• Exercise aim
Copy out the Democracy Now! interview transcript below, word for word and in full.

• Excerpted text

··········

Matt Taibbi on Just How Screwed Americans Were By the Bailout
The following is a transcript of a Democracy Now! interview with Rolling Stone's Matt Taibbi and former financial regulator William Black.
JUAN GONZÁLEZ: We turn now to look at the state of Wall Street four years after the massive bailout and the news of this week’s mortgage settlements with the major banks. Matt Taibbi has just written a new piece for Rolling Stone titled "Secrets and Lies of the Bailout." Also still with us is former financial regulator William Black, author of The Best Way to Rob a Bank Is to Own One. He is an associate professor of economics and law at the University of Missouri-Kansas City.
Matt, beginning with you, the latest announcement of the agreement for some of the banks to pay several billion dollars now to—supposedly to homeowners who were cheated in one way or another in the foreclosure crisis?

··········

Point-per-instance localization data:

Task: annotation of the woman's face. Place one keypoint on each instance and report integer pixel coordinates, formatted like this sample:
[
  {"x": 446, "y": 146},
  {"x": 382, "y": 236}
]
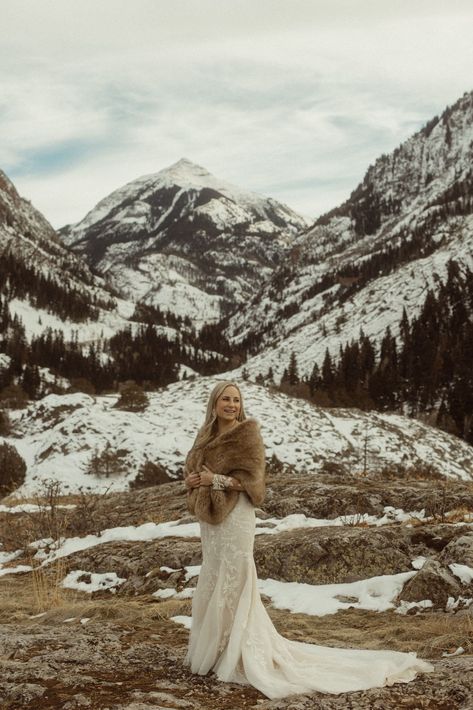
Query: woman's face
[{"x": 227, "y": 406}]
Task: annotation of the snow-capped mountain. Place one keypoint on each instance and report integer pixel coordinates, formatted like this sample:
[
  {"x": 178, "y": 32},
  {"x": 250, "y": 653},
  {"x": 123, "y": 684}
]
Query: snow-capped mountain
[
  {"x": 58, "y": 435},
  {"x": 380, "y": 251},
  {"x": 183, "y": 240}
]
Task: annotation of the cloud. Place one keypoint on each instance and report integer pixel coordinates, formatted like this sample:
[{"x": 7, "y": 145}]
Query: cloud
[{"x": 290, "y": 99}]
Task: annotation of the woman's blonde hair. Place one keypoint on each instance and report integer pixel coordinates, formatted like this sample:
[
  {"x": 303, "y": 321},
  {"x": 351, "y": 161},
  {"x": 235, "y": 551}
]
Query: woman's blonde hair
[{"x": 209, "y": 428}]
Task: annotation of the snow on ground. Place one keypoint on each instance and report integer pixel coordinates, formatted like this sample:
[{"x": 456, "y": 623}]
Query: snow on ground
[
  {"x": 97, "y": 581},
  {"x": 463, "y": 572},
  {"x": 49, "y": 550},
  {"x": 374, "y": 594},
  {"x": 58, "y": 435},
  {"x": 36, "y": 320},
  {"x": 4, "y": 361},
  {"x": 131, "y": 533}
]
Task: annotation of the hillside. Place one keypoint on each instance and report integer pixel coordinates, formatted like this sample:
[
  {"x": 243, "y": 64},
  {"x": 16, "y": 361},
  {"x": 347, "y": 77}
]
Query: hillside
[
  {"x": 365, "y": 261},
  {"x": 58, "y": 436}
]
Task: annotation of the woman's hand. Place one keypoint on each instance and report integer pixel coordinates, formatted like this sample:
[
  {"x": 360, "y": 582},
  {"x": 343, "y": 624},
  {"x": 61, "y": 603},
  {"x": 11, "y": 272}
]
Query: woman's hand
[
  {"x": 206, "y": 476},
  {"x": 193, "y": 480}
]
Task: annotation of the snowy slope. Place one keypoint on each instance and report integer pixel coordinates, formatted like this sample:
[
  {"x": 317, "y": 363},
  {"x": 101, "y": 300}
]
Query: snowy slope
[
  {"x": 58, "y": 435},
  {"x": 27, "y": 235},
  {"x": 183, "y": 240},
  {"x": 413, "y": 210}
]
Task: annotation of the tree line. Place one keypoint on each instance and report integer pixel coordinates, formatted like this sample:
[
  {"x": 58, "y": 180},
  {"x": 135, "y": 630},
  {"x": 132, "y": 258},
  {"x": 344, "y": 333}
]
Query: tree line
[{"x": 425, "y": 370}]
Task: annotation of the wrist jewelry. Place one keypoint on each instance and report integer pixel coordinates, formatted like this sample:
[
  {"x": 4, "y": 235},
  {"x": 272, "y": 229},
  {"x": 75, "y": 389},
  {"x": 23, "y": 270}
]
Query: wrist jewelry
[{"x": 219, "y": 482}]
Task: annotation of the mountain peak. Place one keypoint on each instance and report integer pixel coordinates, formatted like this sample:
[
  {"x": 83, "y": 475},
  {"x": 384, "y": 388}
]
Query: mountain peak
[{"x": 185, "y": 169}]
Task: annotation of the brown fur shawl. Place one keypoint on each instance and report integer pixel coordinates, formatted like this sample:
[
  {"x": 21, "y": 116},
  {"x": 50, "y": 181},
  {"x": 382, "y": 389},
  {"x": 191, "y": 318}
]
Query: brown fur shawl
[{"x": 238, "y": 452}]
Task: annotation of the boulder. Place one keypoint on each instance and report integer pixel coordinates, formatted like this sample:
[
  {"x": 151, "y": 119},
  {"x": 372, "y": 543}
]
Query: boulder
[{"x": 434, "y": 582}]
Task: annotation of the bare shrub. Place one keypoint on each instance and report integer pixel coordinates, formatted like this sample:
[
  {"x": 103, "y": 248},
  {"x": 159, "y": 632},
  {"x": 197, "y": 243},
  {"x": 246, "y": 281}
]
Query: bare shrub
[
  {"x": 108, "y": 462},
  {"x": 5, "y": 423},
  {"x": 132, "y": 398},
  {"x": 14, "y": 397},
  {"x": 48, "y": 523},
  {"x": 150, "y": 474},
  {"x": 85, "y": 516},
  {"x": 334, "y": 468},
  {"x": 12, "y": 469}
]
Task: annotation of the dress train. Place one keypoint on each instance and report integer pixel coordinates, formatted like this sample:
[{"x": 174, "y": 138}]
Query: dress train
[{"x": 233, "y": 635}]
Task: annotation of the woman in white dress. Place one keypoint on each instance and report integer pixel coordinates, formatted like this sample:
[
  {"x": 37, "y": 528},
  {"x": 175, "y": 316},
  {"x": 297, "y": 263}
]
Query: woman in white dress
[{"x": 231, "y": 633}]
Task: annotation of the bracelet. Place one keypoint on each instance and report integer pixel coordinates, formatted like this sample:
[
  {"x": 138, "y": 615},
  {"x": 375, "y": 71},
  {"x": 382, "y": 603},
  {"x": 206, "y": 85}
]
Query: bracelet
[{"x": 219, "y": 482}]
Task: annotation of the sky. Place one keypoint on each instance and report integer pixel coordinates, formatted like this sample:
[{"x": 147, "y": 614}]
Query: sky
[{"x": 292, "y": 99}]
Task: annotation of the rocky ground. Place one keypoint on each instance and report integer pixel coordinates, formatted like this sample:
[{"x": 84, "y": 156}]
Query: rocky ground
[{"x": 122, "y": 651}]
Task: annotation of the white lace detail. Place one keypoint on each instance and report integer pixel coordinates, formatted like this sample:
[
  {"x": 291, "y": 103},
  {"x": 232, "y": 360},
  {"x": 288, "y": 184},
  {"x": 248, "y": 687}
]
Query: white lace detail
[{"x": 233, "y": 635}]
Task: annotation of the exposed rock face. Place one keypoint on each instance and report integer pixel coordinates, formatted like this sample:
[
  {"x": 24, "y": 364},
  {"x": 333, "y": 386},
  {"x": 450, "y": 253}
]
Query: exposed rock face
[
  {"x": 184, "y": 240},
  {"x": 412, "y": 211},
  {"x": 129, "y": 655},
  {"x": 459, "y": 550},
  {"x": 432, "y": 582},
  {"x": 330, "y": 555}
]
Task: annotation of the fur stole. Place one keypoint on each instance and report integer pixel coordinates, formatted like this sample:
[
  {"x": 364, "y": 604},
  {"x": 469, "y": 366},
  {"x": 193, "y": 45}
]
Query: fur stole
[{"x": 238, "y": 452}]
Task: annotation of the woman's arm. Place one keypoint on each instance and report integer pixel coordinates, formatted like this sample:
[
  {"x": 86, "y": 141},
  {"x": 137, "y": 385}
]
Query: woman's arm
[{"x": 207, "y": 479}]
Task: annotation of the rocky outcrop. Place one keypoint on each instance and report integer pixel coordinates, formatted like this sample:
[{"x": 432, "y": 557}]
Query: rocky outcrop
[{"x": 433, "y": 582}]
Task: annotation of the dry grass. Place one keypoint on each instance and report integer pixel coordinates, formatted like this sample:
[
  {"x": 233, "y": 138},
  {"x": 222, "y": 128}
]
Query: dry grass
[
  {"x": 18, "y": 602},
  {"x": 429, "y": 634},
  {"x": 457, "y": 515}
]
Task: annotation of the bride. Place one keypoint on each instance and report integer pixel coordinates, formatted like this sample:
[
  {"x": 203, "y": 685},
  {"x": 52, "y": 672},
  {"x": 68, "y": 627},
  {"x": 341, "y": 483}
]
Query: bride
[{"x": 231, "y": 632}]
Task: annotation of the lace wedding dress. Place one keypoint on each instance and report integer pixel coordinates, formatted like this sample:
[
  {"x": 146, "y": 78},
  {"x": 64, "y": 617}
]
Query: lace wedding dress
[{"x": 233, "y": 635}]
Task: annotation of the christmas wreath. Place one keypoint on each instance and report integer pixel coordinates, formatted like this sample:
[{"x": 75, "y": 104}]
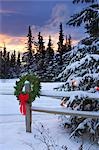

··········

• Output for this task
Matt Taibbi on Just How Screwed Americans Were By the Bailout
The following is a transcript of a Democracy Now! interview with Rolling Stone's Matt Taibbi and former financial regulator William Black.
JUAN GONZÁLEZ: We turn now to look at the state of Wall Street four years after the massive bailout and the news of this week’s mortgage settlements with the major banks. Matt Taibbi has just written a new piece for Rolling Stone titled "Secrets and Lies of the Bailout." Also still with us is former financial regulator William Black, author of The Best Way to Rob a Bank Is to Own One. He is an associate professor of economics and law at the University of Missouri-Kansas City.
Matt, beginning with you, the latest announcement of the agreement for some of the banks to pay several billion dollars now to—supposedly to homeowners who were cheated in one way or another in the foreclosure crisis?